PASSAGE TO READ —
□ □ □

Beth Kemp | Tuesday May 17, 2011


Guide Navigation

  • A Sense of Isolation
  • Theme of Anger
  • Exploration of Relationships
  • Sense of Childhood
  • Ideas of Violence

Associated Resources

  • Compare the ways in which Plath and Larkin use language to convey ideas of violence.doc
  • Teacher version with comments - Plath and Larkin - Violence.doc
  • Using exemplar essays to improve students’ work

Violence is an aspect which is clearly present in some of Plath and Larkin’s poetry, but each conveys this theme in different ways and forms.  Larkin tends to express his ideas about society by means of a persona different to himself, which he does in the two poems selected here, using violent imagery and connotations to explore ideas about sex and relations between the sexes.  Plath, on the other hand, deals with violence at a more personal level, exploring issues of identity and self through violent imagery and language.  As in most of her work, she relates herself to the contexts she describes and writes very hyperbolically, subjecting everything around her to her imagination.

□ □ □

DATASET RECORDS —
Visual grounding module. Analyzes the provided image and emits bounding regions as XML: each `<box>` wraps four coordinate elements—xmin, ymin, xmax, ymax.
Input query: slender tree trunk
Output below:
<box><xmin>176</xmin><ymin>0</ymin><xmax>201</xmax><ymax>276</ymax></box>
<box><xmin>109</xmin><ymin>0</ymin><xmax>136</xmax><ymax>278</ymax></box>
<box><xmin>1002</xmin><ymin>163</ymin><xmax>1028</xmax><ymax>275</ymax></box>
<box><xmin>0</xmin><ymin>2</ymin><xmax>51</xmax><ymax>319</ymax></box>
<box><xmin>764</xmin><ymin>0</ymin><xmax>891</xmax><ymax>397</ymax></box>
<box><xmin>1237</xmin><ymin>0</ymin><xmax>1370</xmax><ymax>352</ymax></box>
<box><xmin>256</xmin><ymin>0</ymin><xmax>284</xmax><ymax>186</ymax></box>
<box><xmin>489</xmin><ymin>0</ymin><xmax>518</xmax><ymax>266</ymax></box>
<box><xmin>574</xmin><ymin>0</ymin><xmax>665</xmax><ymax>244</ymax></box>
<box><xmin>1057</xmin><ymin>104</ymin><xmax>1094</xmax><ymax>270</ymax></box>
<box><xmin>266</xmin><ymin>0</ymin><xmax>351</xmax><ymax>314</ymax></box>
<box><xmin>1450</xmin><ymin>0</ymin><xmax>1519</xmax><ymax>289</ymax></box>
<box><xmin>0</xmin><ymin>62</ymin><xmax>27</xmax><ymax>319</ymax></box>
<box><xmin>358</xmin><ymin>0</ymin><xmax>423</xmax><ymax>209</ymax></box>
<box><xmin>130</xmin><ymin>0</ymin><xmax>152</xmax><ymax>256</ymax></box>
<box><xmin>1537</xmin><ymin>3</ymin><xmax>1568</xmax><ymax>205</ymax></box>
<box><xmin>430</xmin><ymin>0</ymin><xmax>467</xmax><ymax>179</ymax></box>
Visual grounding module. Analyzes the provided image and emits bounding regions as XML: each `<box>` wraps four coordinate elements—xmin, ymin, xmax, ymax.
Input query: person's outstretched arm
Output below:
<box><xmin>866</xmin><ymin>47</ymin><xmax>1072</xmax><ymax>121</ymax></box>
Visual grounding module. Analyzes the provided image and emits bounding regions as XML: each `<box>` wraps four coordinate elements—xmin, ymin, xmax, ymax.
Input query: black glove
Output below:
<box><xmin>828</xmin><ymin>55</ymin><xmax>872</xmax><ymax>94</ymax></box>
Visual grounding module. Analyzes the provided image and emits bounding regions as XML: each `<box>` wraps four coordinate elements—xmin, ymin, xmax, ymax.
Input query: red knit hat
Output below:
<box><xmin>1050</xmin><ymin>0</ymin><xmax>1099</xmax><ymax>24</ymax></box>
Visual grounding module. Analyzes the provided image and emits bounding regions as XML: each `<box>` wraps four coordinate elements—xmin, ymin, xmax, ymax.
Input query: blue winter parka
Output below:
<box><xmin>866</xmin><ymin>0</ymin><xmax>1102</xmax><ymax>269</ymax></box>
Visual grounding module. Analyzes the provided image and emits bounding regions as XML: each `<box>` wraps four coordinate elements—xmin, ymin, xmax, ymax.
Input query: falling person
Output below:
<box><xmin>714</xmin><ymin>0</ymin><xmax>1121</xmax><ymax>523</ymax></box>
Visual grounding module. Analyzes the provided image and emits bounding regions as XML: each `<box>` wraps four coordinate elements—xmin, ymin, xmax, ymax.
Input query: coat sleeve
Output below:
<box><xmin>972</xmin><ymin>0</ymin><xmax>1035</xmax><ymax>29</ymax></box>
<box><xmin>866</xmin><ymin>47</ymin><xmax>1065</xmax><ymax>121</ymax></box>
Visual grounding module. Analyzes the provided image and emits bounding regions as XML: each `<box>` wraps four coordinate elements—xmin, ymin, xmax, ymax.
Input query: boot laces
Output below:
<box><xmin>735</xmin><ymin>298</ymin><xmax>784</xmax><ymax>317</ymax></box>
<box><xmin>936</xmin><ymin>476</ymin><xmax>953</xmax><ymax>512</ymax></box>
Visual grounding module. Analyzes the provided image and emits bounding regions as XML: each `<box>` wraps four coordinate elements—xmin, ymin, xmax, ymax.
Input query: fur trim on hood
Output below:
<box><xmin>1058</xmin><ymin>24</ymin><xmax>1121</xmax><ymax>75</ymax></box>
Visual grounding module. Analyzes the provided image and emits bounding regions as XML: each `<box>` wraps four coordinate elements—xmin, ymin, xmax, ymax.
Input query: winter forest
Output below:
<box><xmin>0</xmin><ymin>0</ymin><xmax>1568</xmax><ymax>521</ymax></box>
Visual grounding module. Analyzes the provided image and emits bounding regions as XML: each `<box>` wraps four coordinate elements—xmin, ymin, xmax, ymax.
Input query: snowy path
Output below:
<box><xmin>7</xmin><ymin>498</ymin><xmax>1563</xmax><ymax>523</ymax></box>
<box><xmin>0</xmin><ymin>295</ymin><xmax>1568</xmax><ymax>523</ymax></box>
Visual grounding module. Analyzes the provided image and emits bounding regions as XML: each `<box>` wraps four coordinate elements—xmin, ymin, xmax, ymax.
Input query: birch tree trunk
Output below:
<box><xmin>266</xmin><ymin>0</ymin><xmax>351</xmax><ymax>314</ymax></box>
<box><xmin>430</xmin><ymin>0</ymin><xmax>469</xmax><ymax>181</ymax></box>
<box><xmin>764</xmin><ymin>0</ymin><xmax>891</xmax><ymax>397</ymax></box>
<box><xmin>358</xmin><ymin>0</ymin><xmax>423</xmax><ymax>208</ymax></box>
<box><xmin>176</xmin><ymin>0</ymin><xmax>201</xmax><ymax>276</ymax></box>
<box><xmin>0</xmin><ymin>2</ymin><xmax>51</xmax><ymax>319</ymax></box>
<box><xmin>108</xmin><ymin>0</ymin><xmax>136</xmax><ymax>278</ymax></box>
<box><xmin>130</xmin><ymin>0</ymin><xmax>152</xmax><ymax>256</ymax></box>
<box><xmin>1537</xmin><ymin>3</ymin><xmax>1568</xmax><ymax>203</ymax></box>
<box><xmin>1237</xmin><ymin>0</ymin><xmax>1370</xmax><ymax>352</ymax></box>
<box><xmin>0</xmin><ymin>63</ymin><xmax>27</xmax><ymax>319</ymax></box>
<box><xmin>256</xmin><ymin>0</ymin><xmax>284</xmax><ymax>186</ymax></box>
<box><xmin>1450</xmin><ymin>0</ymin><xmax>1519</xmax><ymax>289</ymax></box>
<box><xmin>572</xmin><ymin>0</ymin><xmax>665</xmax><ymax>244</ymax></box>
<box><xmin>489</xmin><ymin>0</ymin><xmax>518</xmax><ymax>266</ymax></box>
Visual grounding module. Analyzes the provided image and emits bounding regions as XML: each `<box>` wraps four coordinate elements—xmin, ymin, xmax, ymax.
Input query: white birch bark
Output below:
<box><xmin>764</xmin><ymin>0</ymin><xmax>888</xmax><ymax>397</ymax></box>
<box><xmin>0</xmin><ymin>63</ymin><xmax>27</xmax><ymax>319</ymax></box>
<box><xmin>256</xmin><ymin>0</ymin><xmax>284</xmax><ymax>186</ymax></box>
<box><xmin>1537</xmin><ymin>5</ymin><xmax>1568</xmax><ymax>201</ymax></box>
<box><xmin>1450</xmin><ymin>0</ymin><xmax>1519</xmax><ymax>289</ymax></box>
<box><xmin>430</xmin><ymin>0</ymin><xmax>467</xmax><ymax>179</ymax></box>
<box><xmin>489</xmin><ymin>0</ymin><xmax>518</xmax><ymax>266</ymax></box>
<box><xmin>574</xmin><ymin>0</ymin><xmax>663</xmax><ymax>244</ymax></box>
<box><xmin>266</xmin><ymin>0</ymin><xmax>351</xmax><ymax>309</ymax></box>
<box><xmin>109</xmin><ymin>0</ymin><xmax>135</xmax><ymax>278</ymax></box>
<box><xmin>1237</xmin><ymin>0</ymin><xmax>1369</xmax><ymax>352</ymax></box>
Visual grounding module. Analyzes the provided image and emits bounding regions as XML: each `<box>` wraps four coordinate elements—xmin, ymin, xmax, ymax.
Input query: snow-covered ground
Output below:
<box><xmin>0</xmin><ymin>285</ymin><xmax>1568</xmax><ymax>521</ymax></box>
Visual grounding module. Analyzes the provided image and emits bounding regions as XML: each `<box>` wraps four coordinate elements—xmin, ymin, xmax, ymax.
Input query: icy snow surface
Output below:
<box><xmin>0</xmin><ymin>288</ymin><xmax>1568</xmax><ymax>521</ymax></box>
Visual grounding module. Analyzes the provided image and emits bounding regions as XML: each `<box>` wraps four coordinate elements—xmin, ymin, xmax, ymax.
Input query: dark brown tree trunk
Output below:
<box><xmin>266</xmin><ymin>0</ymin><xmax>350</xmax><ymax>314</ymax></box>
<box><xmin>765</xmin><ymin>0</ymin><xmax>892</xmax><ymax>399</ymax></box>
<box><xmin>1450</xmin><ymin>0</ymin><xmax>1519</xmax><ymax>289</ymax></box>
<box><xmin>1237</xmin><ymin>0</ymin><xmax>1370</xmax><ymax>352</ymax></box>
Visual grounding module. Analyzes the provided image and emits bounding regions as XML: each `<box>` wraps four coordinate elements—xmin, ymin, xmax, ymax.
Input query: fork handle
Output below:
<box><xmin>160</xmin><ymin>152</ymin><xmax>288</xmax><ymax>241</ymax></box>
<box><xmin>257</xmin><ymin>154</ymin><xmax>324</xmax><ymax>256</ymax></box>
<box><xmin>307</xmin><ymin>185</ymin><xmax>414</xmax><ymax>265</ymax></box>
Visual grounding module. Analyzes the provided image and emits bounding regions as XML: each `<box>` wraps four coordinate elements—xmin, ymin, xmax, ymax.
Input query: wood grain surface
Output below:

□ □ □

REQUIREMENTS —
Please answer these questions about the text on Plath and Larkin:
1. Which five sections are listed under "Guide Navigation"?
2. By what means does Larkin tend to express his ideas about society?
3. At what level does Plath deal with violence?

WRITTEN SOLUTION —
1. A Sense of Isolation, Theme of Anger, Exploration of Relationships, Sense of Childhood, and Ideas of Violence.
2. By means of a persona different to himself.
3. At a more personal level.